Segment Start: Excerpt
Here’s my fave equivalence… Thinking about ‘baseload power’ is like thinking of ‘baseload air’. I do not want to do without either.

arthur4563
October 11, 2017 11:27 am

About the only instance in which I can imagine renewable solar/wind as “reliable” is the case where you have a desert handy and lots of batteries and can depend upon bright sunshine every day. But don’t deserts experience sandstorms and are there never any significant clouds? EXpecting batteries to have the capcity to hold days or even week’s worth of power is not in the cards. As I recall, the batteries that Australia is getting only have the capacity to provide power for a short period of time. And how are the batteries recharged at the same time the renewables provide
power ? If fossil fuel is used, then what’s the point of having batteries in the first place?

MarkW
Reply to  arthur4563
October 11, 2017 3:38 pm

The US’s desert southwest has a monsoon season every year with significant cloud cover for weeks at a time.

Gamecock
October 11, 2017 11:42 am

Destroy Western Civilization by destroying central power production. The people will go along with it if you give them a good story.

RichardLH
October 11, 2017 11:53 am

Pumped hydro makes an excellent battery.
http://www.fhc.co.uk/dinorwig.htm
< 16 seconds response time and 288 MW Generation potential at full load.
We should build more.
Strange that hydro is not a renewable, it sure rains quite often here in the UK.

Willy Pete
Reply to  Eric Worrall
October 11, 2017 12:25 pm

Even if there were more suitable sites, Green Meanies wouldn’t let you build dams.

TheDoctor
Reply to  Eric Worrall
October 11, 2017 12:44 pm

The same in Germany: Using 2010 numbers, it would take 3270 pumped hydro storage plants to compensate solar and wind mismatch.
There are only 30 suitable sites in Germany.

RichardLH
Reply to  Eric Worrall
October 11, 2017 12:57 pm

The queen thinks otherwise for hydro itself.
Pumped hydro does require mountains true and that can be a hard sell.

RichardLH
Reply to  Eric Worrall
October 11, 2017 1:00 pm

“MacKay also considers tidal power and hydropower, and assumes that they will be used to the fullest. Being interested in using erratic wind power on a big scale he sees that massive wind needs massive backup. He makes estimates on the two most eco-friendly backup systems: battery storage in millions of electric vehicles plugged into the grid, and pumping huge quantities of water uphill, so as to release it via hydropower turbines when needed during windless days or demand spikes.”

Michael Keal
Reply to  Eric Worrall
October 11, 2017 2:36 pm

Richard you’ve introduced an interesting point. “millions of electric vehicles “. They would have to get their energy off the grid instead of it being supplied as it is now, at the friendly local petrol station. The whole idea of everyone switching to electric vehicle’s needs to be thought through. It would require a major increase in electricity generating capacity.
Segment End: Excerpt
Segment Start: Information supplied
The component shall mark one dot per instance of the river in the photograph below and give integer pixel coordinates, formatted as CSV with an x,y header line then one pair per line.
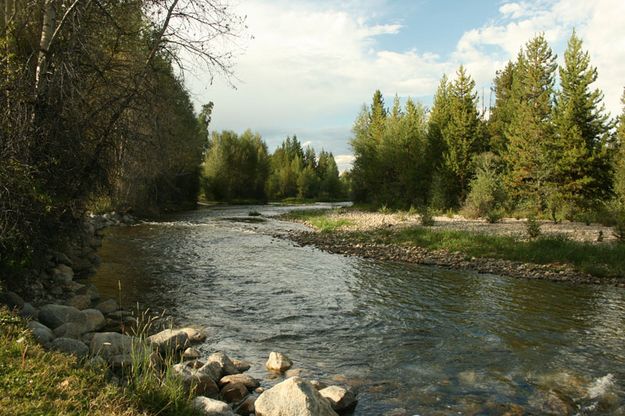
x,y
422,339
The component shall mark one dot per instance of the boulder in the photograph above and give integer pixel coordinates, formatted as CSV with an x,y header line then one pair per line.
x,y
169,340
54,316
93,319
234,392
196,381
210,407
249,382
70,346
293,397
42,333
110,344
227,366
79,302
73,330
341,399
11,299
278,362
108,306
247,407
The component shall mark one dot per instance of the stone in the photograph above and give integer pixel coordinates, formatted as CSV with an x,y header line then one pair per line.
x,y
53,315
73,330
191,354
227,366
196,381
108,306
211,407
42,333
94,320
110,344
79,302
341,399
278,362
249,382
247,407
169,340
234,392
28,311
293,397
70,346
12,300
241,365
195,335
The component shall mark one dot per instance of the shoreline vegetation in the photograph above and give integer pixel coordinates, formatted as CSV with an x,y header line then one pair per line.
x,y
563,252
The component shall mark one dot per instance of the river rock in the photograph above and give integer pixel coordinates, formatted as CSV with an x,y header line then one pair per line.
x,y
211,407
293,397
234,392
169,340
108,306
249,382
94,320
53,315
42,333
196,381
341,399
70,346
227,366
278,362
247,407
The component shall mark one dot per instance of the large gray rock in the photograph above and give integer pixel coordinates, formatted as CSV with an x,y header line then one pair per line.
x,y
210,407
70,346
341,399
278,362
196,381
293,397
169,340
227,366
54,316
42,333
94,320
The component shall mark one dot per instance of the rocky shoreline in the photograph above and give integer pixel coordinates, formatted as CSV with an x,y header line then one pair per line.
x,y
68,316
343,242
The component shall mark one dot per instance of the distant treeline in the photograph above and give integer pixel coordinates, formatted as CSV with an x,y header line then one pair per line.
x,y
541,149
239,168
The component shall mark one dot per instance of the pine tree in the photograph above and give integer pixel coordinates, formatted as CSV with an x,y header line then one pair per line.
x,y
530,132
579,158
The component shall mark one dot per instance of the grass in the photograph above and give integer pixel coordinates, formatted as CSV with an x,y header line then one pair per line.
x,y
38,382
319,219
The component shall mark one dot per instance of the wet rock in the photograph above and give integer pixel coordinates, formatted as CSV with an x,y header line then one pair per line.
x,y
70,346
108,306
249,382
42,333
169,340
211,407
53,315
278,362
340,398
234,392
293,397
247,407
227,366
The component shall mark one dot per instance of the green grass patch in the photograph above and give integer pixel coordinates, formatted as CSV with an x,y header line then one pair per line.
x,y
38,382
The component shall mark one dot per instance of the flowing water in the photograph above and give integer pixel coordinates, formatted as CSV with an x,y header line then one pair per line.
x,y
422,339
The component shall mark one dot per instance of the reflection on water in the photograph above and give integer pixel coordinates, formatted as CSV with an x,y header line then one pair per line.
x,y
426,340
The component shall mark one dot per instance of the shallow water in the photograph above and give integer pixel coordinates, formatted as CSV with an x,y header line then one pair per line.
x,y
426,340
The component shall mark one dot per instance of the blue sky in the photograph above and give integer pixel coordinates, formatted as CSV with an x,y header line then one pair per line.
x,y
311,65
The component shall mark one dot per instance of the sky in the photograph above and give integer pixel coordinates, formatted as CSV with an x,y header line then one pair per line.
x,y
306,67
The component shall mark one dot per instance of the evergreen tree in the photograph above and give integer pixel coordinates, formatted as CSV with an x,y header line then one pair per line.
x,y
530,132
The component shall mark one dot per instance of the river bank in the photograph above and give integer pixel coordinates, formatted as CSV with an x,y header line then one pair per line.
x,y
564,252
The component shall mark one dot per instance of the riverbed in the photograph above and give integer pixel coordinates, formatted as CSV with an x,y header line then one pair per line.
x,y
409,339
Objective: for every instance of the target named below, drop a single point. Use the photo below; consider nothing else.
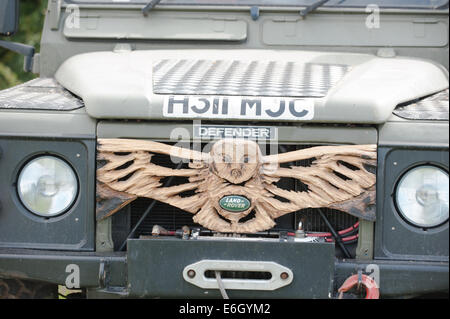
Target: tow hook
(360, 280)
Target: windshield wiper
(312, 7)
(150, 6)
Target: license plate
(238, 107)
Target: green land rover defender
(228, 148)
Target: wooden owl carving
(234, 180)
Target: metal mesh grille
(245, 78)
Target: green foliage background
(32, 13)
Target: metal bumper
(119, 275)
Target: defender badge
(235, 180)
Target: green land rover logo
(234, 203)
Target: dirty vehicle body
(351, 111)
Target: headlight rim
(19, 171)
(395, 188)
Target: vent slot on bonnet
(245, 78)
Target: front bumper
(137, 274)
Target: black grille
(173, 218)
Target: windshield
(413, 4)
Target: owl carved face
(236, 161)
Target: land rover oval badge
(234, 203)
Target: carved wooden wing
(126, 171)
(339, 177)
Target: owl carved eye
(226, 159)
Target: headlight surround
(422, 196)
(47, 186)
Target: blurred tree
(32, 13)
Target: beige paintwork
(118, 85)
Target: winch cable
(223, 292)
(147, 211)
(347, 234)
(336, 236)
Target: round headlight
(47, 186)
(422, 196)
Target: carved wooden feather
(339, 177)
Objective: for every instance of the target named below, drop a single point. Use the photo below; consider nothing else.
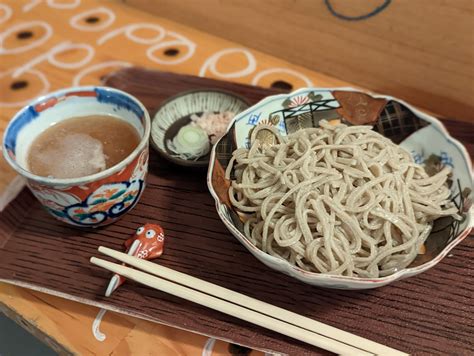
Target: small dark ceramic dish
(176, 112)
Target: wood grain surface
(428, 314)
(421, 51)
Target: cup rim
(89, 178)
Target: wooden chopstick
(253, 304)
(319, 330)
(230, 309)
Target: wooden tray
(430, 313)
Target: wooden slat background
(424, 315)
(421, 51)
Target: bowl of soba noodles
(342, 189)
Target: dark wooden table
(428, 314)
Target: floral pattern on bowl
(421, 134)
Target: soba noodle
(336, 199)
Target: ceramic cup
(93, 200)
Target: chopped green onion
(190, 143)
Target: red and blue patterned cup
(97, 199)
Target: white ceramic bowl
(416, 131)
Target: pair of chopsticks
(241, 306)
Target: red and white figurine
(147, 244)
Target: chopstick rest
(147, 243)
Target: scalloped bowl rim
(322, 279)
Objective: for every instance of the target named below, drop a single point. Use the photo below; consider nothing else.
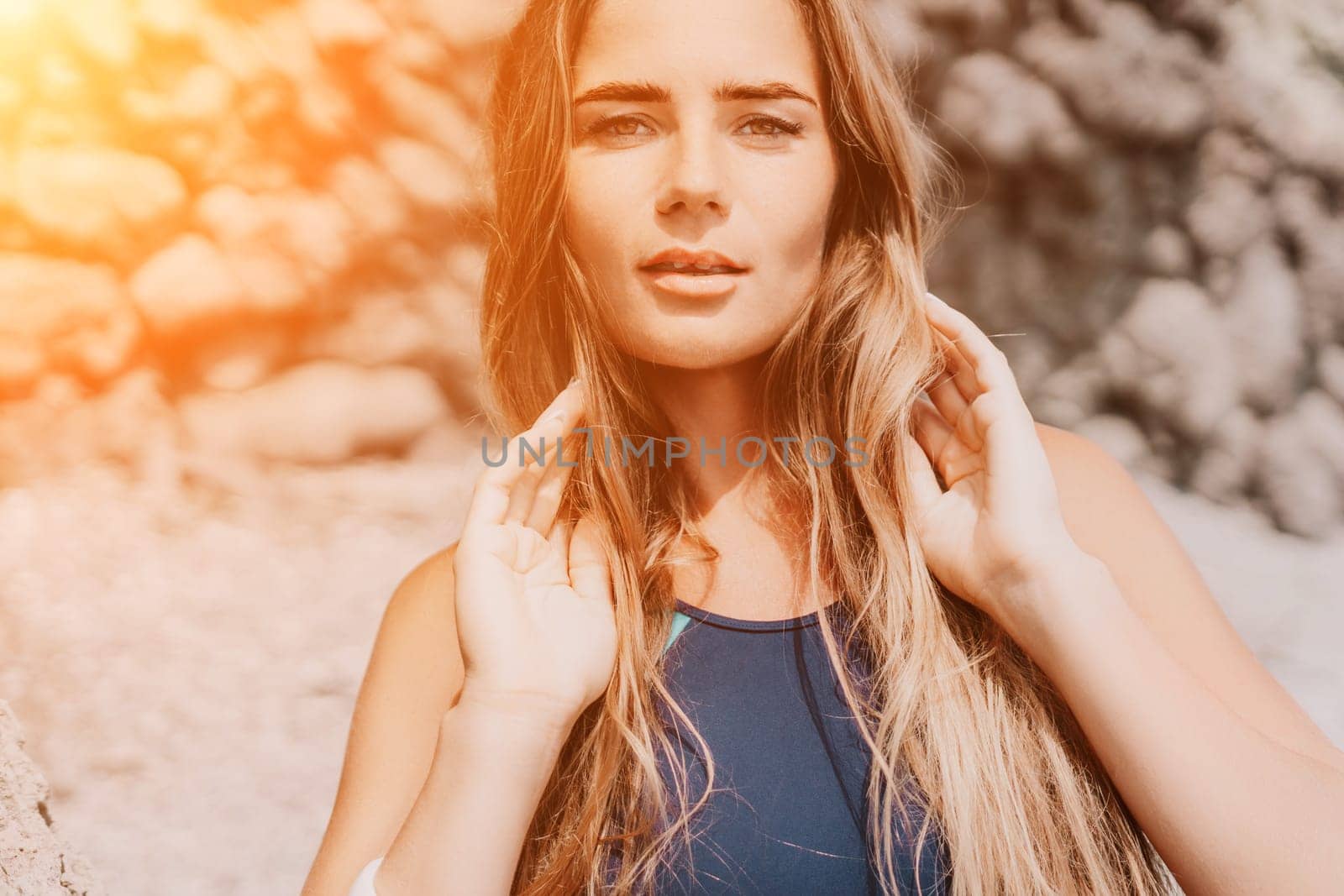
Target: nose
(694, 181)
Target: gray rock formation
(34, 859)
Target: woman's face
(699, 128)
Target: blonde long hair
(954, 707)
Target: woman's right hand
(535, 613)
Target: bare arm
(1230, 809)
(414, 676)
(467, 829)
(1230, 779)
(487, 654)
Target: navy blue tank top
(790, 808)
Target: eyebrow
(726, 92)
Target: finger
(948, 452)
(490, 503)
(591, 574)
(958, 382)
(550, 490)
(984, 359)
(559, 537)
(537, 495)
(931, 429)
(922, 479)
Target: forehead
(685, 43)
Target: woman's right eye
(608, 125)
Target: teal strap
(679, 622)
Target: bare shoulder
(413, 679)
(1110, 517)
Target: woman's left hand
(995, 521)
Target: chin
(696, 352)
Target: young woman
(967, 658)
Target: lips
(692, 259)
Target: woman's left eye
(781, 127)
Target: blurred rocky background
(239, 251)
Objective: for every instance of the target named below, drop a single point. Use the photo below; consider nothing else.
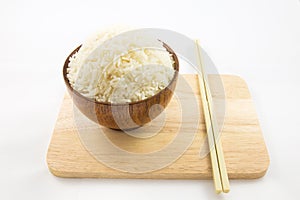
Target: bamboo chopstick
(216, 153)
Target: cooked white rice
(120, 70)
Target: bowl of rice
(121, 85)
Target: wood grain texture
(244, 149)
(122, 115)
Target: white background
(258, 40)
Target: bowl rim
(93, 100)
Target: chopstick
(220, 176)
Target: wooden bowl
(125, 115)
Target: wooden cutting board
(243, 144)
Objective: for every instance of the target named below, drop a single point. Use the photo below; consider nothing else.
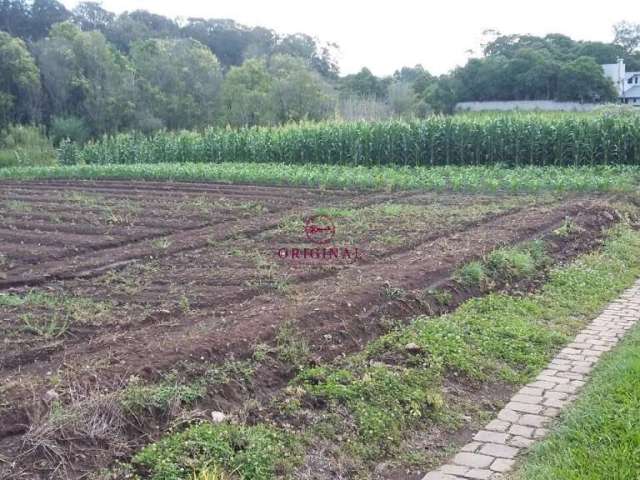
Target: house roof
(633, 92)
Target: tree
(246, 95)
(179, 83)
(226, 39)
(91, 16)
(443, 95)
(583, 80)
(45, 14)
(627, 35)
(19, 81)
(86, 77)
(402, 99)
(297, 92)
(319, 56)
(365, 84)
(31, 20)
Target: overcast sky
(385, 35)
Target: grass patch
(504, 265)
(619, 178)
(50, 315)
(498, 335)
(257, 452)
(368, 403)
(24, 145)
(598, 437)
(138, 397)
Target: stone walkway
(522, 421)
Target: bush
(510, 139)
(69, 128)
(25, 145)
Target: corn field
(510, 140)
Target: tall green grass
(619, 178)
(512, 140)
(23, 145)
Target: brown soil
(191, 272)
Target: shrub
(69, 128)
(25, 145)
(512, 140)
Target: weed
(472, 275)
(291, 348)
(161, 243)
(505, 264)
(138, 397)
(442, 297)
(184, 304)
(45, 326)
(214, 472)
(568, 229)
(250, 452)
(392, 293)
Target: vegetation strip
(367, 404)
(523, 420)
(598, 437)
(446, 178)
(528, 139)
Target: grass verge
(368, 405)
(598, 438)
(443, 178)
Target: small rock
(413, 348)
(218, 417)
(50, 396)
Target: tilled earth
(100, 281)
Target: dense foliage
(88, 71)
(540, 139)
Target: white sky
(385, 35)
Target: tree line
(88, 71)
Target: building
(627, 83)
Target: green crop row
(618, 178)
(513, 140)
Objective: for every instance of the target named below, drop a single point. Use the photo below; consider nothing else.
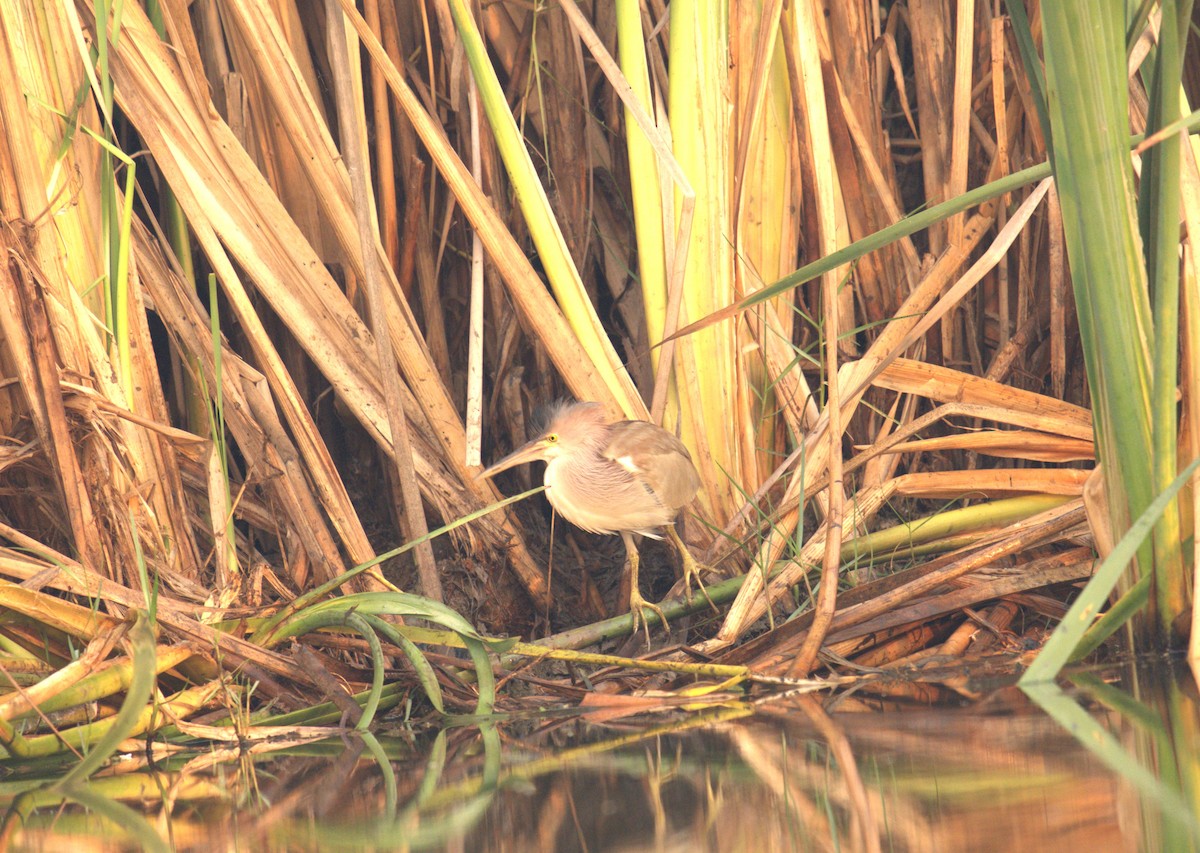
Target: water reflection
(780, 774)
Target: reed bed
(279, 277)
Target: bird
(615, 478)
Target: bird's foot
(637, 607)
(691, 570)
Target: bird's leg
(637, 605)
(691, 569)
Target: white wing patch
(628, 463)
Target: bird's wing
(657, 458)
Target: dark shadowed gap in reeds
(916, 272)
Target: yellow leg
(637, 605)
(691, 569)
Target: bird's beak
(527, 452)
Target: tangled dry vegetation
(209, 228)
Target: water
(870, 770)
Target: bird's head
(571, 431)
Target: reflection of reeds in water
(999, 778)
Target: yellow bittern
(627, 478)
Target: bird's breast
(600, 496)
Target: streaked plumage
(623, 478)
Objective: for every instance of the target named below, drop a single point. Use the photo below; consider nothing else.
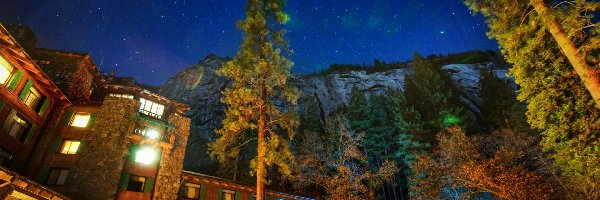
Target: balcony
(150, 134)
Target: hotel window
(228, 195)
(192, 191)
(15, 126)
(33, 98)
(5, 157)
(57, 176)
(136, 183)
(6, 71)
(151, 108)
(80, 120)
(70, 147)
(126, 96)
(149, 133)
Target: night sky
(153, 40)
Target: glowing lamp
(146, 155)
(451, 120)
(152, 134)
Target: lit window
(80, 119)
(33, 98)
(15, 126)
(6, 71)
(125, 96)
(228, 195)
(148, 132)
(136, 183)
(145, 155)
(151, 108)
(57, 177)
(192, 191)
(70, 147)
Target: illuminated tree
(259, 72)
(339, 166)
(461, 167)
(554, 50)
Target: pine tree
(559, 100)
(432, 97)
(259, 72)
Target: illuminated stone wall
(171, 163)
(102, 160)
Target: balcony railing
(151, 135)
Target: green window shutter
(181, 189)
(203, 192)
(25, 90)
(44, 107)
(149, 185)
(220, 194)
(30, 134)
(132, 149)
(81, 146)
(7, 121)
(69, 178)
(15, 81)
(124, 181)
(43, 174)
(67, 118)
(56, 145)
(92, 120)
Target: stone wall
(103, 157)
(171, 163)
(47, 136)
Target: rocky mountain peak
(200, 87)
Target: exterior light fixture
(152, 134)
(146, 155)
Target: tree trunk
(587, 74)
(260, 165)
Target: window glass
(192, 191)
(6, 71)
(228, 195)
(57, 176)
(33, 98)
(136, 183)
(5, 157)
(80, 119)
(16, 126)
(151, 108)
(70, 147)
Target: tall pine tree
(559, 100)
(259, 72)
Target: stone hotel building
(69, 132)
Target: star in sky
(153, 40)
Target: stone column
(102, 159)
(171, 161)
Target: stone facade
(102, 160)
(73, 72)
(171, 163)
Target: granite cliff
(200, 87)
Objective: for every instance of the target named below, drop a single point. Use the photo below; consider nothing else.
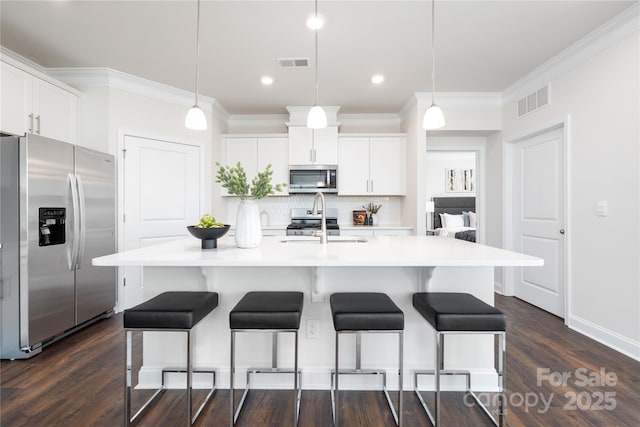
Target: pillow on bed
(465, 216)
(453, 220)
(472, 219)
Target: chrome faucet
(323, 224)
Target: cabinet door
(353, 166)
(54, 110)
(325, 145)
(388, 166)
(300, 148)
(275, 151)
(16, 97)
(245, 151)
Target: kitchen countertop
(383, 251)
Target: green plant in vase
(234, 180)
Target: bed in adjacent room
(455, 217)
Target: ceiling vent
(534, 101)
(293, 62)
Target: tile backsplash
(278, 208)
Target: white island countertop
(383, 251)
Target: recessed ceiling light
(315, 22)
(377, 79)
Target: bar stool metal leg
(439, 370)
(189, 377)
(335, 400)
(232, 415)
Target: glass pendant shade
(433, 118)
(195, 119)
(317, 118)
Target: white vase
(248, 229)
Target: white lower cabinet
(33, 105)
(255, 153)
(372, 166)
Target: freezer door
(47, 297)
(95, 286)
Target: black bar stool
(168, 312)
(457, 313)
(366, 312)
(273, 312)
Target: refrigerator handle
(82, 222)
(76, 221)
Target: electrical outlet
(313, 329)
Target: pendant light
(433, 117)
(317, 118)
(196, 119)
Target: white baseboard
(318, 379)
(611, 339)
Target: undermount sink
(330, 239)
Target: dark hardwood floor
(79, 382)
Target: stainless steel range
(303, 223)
Segment End: Information supplied
**Problem set:**
**a.** Extract the passage of the comment thread on baseload power starting with "http://www.fhc.co.uk/dinorwig.htm" and going on through "here in the UK.".
**b.** Extend the comment thread on baseload power and renewable energy by writing what comes after its last sentence.

**Response list:**
**a.**
http://www.fhc.co.uk/dinorwig.htm
< 16 seconds response time and 288 MW Generation potential at full load.
We should build more.
Strange that hydro is not a renewable, it sure rains quite often here in the UK.

**b.**
Also, compare the cost of a petrol tank, which lasts for the life of a vehicle with the cost of a battery. Also compare the amount of energy it can store to the amount that can be stored in a battery.
Perhaps putting your car on a sort of treadmill so you could use your petrol powered car to generate electricity might be more practical! (Of course one could just buy a diesel generator. You know, like they do in third-world countries, a direction in which we seem to be going …)

MarkW
Reply to  Eric Worrall
October 11, 2017 3:40 pm

Using the batteries in electric cars will never fly.
When someone plugs their car in at night, they want to have more power in the battery in the morning, not less.

Dave Fair
Reply to  MarkW
October 11, 2017 8:55 pm

But, but, but …. experts say we can rely on those people to keep their car plugged in as we drain them! Don’t they care about the environment?

RichardLH
Reply to  Eric Worrall
October 11, 2017 5:30 pm

Car batteries only have to be full when you need to use them.
The concept is to use them once they are fully charged, earlier in the evening say, but before you want to use them.

Griff
Reply to  Eric Worrall
October 12, 2017 1:31 am

There is over 1 GW of small hydro capacity potential which would have no environmental impact on UK rivers and streams. Lack of grid connection is holding this back for now in some areas.

Steve Fraser
Reply to  RichardLH
October 11, 2017 12:24 pm

I view it as renewable. It does have certain terrain requirements,

RichardLH
Reply to  Steve Fraser
October 11, 2017 1:03 pm

There is a shortage of suitable mountain and mountain sites for sure.
Some countries don’t even have mountains to start with.
Perhaps we should use ones in very uninhabited areas only.

RichardLH
Reply to  Steve Fraser
October 11, 2017 1:20 pm

We’ll be looking for pumped tidal power sites soon!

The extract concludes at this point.